Below are some records: retype them all exactly, but not the pictures.

::: Data shown :::

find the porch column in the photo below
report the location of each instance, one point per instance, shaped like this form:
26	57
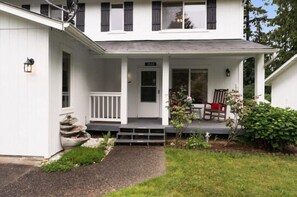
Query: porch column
259	78
124	90
165	91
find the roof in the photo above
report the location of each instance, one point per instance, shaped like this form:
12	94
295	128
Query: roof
53	23
236	46
280	70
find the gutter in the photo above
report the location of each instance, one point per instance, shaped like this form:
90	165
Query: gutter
78	35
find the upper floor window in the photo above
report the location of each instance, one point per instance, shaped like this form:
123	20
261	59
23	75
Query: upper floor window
187	15
200	14
117	17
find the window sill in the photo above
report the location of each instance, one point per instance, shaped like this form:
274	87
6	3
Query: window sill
165	31
66	111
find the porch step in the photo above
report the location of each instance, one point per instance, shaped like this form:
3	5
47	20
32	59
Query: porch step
141	136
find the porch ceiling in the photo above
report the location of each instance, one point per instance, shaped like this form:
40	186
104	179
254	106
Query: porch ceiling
203	47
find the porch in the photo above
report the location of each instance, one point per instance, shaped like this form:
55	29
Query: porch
213	127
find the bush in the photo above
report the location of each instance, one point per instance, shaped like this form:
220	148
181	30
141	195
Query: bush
272	127
76	157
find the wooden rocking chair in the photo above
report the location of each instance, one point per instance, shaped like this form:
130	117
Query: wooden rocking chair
218	108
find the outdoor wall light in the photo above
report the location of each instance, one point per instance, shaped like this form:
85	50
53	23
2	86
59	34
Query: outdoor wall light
28	65
228	72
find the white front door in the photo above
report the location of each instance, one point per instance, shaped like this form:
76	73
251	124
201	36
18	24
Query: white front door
149	93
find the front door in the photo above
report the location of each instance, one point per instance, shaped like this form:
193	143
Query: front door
149	93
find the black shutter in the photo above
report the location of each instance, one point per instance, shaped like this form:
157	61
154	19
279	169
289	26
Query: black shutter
156	15
65	14
27	7
44	9
211	14
105	9
128	16
80	17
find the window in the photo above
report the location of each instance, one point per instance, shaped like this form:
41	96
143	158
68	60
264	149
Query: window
117	17
66	80
194	81
188	15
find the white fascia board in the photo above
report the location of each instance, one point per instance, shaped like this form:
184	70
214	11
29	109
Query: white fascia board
221	52
31	16
81	37
280	70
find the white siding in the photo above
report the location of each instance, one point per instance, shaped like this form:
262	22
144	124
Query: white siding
24	97
79	85
229	22
284	89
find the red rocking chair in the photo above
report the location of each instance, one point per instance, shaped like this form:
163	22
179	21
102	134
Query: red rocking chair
218	108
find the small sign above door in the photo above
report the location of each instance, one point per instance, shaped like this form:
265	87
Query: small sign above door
150	64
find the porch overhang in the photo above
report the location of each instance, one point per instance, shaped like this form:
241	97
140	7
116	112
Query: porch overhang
237	47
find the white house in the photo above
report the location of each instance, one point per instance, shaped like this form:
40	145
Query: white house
119	63
283	84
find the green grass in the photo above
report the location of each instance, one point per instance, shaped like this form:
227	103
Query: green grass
203	173
76	157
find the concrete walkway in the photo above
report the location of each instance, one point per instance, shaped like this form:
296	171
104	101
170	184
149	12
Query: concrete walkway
124	166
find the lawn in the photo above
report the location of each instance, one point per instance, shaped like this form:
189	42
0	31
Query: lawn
204	173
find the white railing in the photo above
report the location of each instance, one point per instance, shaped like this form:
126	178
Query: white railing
105	106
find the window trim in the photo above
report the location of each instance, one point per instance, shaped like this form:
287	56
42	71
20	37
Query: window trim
189	78
183	15
123	20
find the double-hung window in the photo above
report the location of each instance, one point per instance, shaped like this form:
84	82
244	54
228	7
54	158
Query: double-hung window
184	15
117	17
194	81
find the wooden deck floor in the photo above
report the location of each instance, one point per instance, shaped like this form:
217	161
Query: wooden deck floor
213	127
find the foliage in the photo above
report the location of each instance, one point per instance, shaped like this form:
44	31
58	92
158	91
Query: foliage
197	140
272	127
284	35
205	173
76	157
180	111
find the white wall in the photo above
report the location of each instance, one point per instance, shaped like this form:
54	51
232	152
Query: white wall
229	22
283	92
79	84
24	97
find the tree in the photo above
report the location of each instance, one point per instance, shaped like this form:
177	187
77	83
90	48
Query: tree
255	18
284	35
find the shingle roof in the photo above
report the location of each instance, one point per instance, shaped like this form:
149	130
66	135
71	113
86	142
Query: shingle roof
184	46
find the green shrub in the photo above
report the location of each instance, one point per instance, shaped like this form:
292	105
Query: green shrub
197	140
76	157
272	127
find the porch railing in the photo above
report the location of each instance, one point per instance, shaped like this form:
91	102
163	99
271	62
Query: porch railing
105	106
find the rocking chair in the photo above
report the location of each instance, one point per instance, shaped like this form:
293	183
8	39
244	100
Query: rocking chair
218	108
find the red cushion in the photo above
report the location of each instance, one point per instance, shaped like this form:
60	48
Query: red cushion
216	106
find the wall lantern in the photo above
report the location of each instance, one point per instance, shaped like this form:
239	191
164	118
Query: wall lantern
28	65
228	72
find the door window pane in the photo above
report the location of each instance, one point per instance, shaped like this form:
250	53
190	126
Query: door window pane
117	16
180	77
172	15
199	85
66	80
195	15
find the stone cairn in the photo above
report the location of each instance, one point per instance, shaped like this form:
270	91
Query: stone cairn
72	135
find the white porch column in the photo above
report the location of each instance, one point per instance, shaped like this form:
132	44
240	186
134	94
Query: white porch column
259	78
165	91
124	90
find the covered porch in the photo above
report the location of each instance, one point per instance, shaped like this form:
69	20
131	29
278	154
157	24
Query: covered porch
127	98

:::

- _Solution to the problem_:
find the porch column in the photo below
report the location of each instance, one point per instance, shaped like this form:
26	57
Query: porch column
259	78
124	90
165	91
find the roof in the photo above
report the location of each instance, one point per instance, shaped like this form:
12	94
295	128
Query: roof
53	23
236	46
280	70
find the gutter in the photo above
report the location of each instance, one point per instance, shaped like this form:
90	165
Query: gutter
78	35
find the upper floor window in the photo above
report the location of each instance, one point per instance, shaped like this form:
123	20
261	59
23	75
Query: upper floor window
187	15
200	14
117	17
find the window sill in the photo above
report the location of each instance, one point per instance, shaped like this form:
274	87
6	3
Query: window sill
165	31
66	111
find the porch step in the photo above
report the location of each instance, one point per instance, shaped like this form:
3	5
47	20
32	59
Query: porch step
141	136
find the porch ceiling in the photo above
report the location of each instance, one point per instance, shaped like this form:
40	186
104	179
254	106
Query: porch ceiling
203	47
find the porch in the photo above
report the location of each instance, one point per instance, shaped like this form:
55	29
Query: porch
213	127
find the bush in the photo above
report the location of each instance, one point per instance, shaped like this form:
220	148
181	30
141	195
Query: bush
272	127
76	157
find the wooden rocking chair in the photo above
report the location of each instance, one point per instance, shaped like this form:
130	117
Query: wooden rocking chair
218	108
find the outdoor wall light in the photo above
report the location of each instance, one point per instance, shaped like this form:
85	50
53	23
2	86
59	34
Query: outdoor wall light
28	65
228	72
find the white front door in the photo above
report the location of each instance, one point per instance, shaped like this form:
76	73
251	124
201	36
18	24
Query: white front door
149	93
find the front door in the photo above
report the location of each instance, one point per instance, shaped like this form:
193	143
Query: front door
149	93
find the black shutter in the photo above
report the location of each instance, one point per instance, shaped like this form:
157	61
154	19
279	169
289	26
Query: black shutter
156	15
65	14
27	7
44	9
211	14
105	9
128	16
80	17
find the window in the photo above
report the location of each instance, one point per instance, shaped like this form:
41	96
143	158
68	60
264	149
Query: window
117	17
66	80
194	81
188	15
find the white fascia board in the photo above
report the location of each instance, one point per instance, shaped like this form:
184	70
214	11
29	109
Query: white fascia board
221	52
31	16
81	37
280	70
find the white siding in the photo above
report the location of each instance, one point per instance, shaped like this form:
262	22
144	124
Query: white siding
24	97
79	85
229	22
284	89
find the red rocking chair in the photo above
report the location of each instance, one point per instance, shaped like this form:
163	22
179	21
102	134
Query: red rocking chair
218	108
find the small sign above door in the photo above
report the location of each instance, one point per instance, shaped like this form:
265	87
Query: small sign above door
150	64
find the porch overhang in the photo above
report the location of each instance, one point per instance, shaped like this form:
241	97
140	7
116	112
Query: porch overhang
237	47
find the white house in the photo above
report the location of each instance, one point per instance, shaped like this form:
40	145
Query: white house
119	63
283	84
find the green grass in the photo above
report the location of each instance, one point per instance, shaped like this form:
227	103
Query: green grass
203	173
76	157
find the concrete walkway in the photo above
report the location of each instance, one point per instance, shaped like this form:
296	171
104	101
170	184
149	12
Query: concrete walkway
124	166
find the lawn in the photo above
report the location of each instance, one point per instance, shaped like this form:
189	42
0	31
Query: lawn
204	173
find the white railing in the photo above
report the location of each instance, one point per instance, shaped like this form:
126	178
Query: white railing
105	106
find the window trim in the photo above
report the location of each instance, one point per instance, shaped like this form:
287	56
42	71
20	37
Query: window trim
189	78
183	15
123	20
find the double-hung window in the photo above
report the location of each instance, one point per instance, shaped like this form:
84	82
244	54
228	7
54	158
Query: double-hung window
184	15
117	17
194	81
find the wooden deck floor in the photo above
report the location of each instance, one point per instance, shaped like this form:
217	161
Query: wooden deck floor
213	127
find the foliage in the photo above
report the location of each instance, one point per instance, shaped like this form:
44	31
58	92
158	91
Query: foliage
197	140
272	127
284	35
205	173
76	157
180	111
find the white wall in the photo above
report the location of each instance, one point per instance, shaped like this form:
54	51
232	152
Query: white wall
229	22
283	92
79	84
24	97
find the tree in the photo above
report the location of each instance, one point per instance, shaped like this form:
177	187
77	83
90	48
Query: tree
255	18
284	35
find the shingle roof in the photo above
report the location of each instance, one point per instance, shaped like this form:
149	130
66	135
71	113
86	142
Query: shingle roof
184	46
find the green shrub in the photo above
report the location of each instance, one point per instance, shaped like this form:
292	105
Query: green shrub
197	140
76	157
272	127
find the porch railing in the photo above
report the location of each instance, one point per instance, shaped like this form:
91	102
163	99
271	62
Query: porch railing
105	106
find the rocking chair in the photo above
report the location of each instance, one point per instance, shaped like this form:
293	183
8	39
244	100
Query: rocking chair
218	108
find the red cushion in the photo above
report the location of each instance, one point per instance, shaped like this form:
60	48
Query: red cushion
216	106
find the wall lantern in the photo above
report the location of each instance, one point per instance, shaped like this form:
239	191
164	118
Query: wall lantern
28	65
228	72
find the door window pane in the photo above
report the location of each instance, one point per instance, shaped like this form:
250	53
190	126
Query: door window pane
117	16
180	77
172	15
199	85
66	80
195	15
find the stone cairn in the photo above
report the location of each instance, one point per instance, shaped like this form:
270	91
Query: stone cairn
72	135
find the white porch column in the photo above
report the location of each instance, one point per instance, shaped like this form:
132	44
240	186
134	94
Query: white porch column
259	78
165	91
124	90
find the covered porch in the photo above
report the location of each instance, one point per instance, shaped like this form:
69	20
131	29
278	154
157	24
Query: covered porch
127	98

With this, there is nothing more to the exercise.